• [DOCUMENT SEGMENT]:
-=-=-
79. Mr. Desai submitted that judgments cited on behalf of the Respondents have neither been explained nor distinguished. Mr. Desai reiterates that the cases of DLF Housing Construction Vs. Delhi Municipal Corporation, ; Radhakrishnan Aggarwal Vs. State of Bihar, and Express Newspapers Pvt. Ltd. Vs. Union of India, , inter alia, clearly lay down that the disputed question of facts may not be decided in a Writ Petition.
80. Mr. Desai submitted that the judgments cited by the Petitioners do not negate the above propositions. Mr. Desai submits that the cases relied upon by the Petitioner are of no help to them for the following reasons :
(a) Consumer Education & Research Centre Vs. UOI.
Mr. Desai submitted that this case arose out of a Writ Petition under Art. 32 in which directions were sought on behalf of workers who have sustained illnesses and injuries from working in asbestos factories. He submits that the prayers were not related to compensation. He submits that the Supreme Court held that it could give directions to make the right to life meaningful. Mr. Desai submitted that the Supreme Court made specific reference to power under Articles 32 and 142. He submitted that the Supreme Court awarded compensation to the employees in view of the fact that the Employees State Insurance Act and the Workmens Compensation Act do not provide for payment of compensation after cessation of employment. He submitted that in that view of the matter, the Supreme Court held that it became necessary to protect such persons from the respective dates of cessation of their employment. He submitted that it is significant that the contentious issue of quantification of damages did not arise as damages were liquidated.
(b) Rudul Sah Vs. State of Bihar.
-=-=-
• [INFORMATION SHOWN]:
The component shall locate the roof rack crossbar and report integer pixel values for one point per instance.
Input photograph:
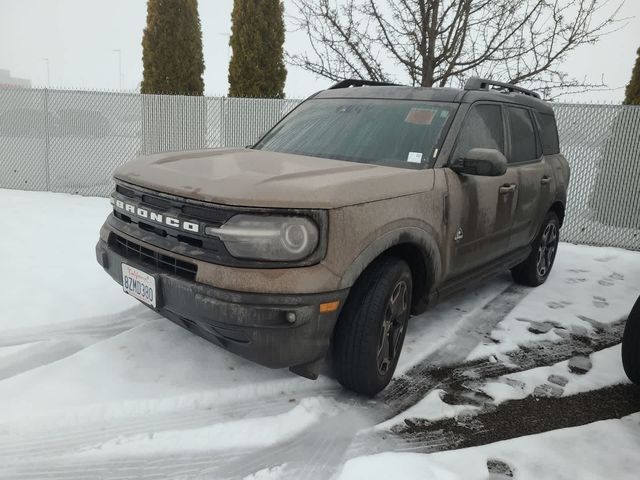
(353, 82)
(475, 83)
-=-=-
• [YOUR TASKS]:
1. Say whether each statement agrees with the legal excerpt, answering yes or no and quoting the deciding words of the text. (a) Consumer Education & Research Centre Vs. UOI arose out of a Writ Petition under Art. 32. (b) In Consumer Education & Research Centre Vs. UOI, the prayers were related to compensation. (c) In Consumer Education & Research Centre Vs. UOI, damages were unliquidated.
2. Reproduce the legal excerpt word for word from "79. Mr. Desai" to "a Writ Petition.".

• [SOLUTIONS TO THE EXERCISE]:
1.
(a) Yes: "this case arose out of a Writ Petition under Art. 32"
(b) No: "He submits that the prayers were not related to compensation."
(c) No: "the contentious issue of quantification of damages did not arise as damages were liquidated"

2.
79. Mr. Desai submitted that judgments cited on behalf of the Respondents have neither been explained nor distinguished. Mr. Desai reiterates that the cases of DLF Housing Construction Vs. Delhi Municipal Corporation, ; Radhakrishnan Aggarwal Vs. State of Bihar, and Express Newspapers Pvt. Ltd. Vs. Union of India, , inter alia, clearly lay down that the disputed question of facts may not be decided in a Writ Petition.